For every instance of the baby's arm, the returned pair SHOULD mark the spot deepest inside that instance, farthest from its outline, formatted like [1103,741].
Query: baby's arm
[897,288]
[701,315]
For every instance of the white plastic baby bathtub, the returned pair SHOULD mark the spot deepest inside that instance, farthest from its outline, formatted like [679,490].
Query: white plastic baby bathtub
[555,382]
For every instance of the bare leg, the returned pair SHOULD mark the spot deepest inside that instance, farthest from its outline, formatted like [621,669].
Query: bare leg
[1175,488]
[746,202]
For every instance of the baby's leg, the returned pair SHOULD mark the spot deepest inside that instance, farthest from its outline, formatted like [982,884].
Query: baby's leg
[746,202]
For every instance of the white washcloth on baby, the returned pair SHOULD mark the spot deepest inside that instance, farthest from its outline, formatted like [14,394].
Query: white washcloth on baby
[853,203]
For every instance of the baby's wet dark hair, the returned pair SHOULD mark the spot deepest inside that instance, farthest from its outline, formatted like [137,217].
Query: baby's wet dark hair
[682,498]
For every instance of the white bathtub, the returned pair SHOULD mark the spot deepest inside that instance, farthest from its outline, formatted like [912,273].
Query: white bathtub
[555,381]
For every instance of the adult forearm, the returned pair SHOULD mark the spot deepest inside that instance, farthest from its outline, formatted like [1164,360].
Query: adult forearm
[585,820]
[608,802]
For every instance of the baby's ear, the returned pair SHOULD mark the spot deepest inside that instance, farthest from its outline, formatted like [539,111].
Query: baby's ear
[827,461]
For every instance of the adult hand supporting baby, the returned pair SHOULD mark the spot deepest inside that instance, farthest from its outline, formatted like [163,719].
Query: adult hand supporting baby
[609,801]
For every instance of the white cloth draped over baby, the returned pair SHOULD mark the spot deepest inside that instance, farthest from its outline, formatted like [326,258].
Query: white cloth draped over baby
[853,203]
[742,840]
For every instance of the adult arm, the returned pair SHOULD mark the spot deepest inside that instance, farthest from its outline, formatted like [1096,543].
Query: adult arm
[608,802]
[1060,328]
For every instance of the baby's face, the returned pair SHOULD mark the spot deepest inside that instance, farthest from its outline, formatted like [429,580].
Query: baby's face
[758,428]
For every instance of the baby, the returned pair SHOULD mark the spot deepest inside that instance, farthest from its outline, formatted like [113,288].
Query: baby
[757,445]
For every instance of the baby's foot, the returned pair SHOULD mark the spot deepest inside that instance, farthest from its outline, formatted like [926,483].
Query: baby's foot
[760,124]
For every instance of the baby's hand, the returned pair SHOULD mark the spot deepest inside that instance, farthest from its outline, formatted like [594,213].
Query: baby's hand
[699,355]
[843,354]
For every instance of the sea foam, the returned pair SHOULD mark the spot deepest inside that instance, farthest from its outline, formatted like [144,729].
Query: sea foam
......
Reproduce the listing in full. Keep it exactly as written.

- Solution to the problem
For every instance of the baby's arm, the returned pair SHOULD mark the spot deepest inside that instance, farthest from its outline, formatted like [1103,741].
Query: baby's arm
[897,288]
[701,315]
For every instance of the white plastic baby bathtub, the returned pair SHOULD mark the spot deepest inside that instance, farthest from its outline, formatted like [679,490].
Query: white plastic baby bathtub
[555,382]
For every instance of the bare leg, the returned pair SHOULD mark the spot deepest inside that instance, farthest from its outline, formatted like [621,669].
Query: bare leg
[1175,488]
[746,202]
For every instance of the baby's leg, the returned pair SHOULD mark the spot deepest inside that instance, farthest from its outline, formatted like [982,884].
Query: baby's leg
[746,202]
For every instance of the white washcloth on baby, the returned pair SHOULD mark the spot deepest inside that instance, farthest from its outline, formatted like [14,394].
Query: white washcloth on baby
[853,203]
For every instance of the baby's wet dark hair, the returned pair SHOULD mark the spot deepest inside that instance, farthest from its outline, formatted like [137,217].
Query: baby's wet dark hair
[682,498]
For every instance of the white bathtub, the returned pair SHOULD mark the spot deepest inside that instance, farthest from its outline, formatted like [912,273].
Query: white bathtub
[555,381]
For every instance of the adult forearm, the returned pair SHOULD mark the spot deepest inside that instance, farthest from its outline, formatted like [1164,360].
Query: adult forearm
[585,820]
[608,802]
For every instance of the baby's ear, the returned pair SHOULD mark the spot deepest inside that instance, farthest from its outline, formatted like [539,111].
Query: baby's ear
[827,461]
For every instance of the adult hand supporting baby, the returned pair SHOULD mark the spot deepest inside that instance, farthest from its outline, formatted like [163,719].
Query: adult hand supporting baby
[609,801]
For every instance of the white cloth draped over baby, the returned pair SHOULD mark the spot deepest inside that instance, farthest from its outline, formatted like [326,258].
Query: white cloth draped over baby
[853,203]
[742,840]
For every instance of the adult arm, the returned pair SHOULD mark the spot deepest inside that instance, farthest from its outline, formatted like [1096,543].
Query: adult arm
[608,802]
[1060,328]
For every instance of the baby's face, the returned pair SHOULD mark the spot deepest inside that instance, farthest from its outline, formatted like [429,580].
Query: baby's face
[758,428]
For every instance of the baby, the returned pair SHOULD mark the spot deepest inside that instance, farthest from its outline, formatted like [113,288].
Query: baby
[757,445]
For every instance of the baby's foot, the returned pair SHOULD mark the spot deepest inside that instance, farthest from its outline, formatted like [926,483].
Query: baby's foot
[760,124]
For every instance of the baby's hand, the returned pair SHOULD mark the spot deepest inside that instance, farthest from its outline, formatted like [594,213].
Query: baby's hand
[699,355]
[843,354]
For every instance of the sea foam, the returned pair SHOULD mark the spot deepest inside that instance, farthest from its outline, formatted like [144,729].
Query: sea foam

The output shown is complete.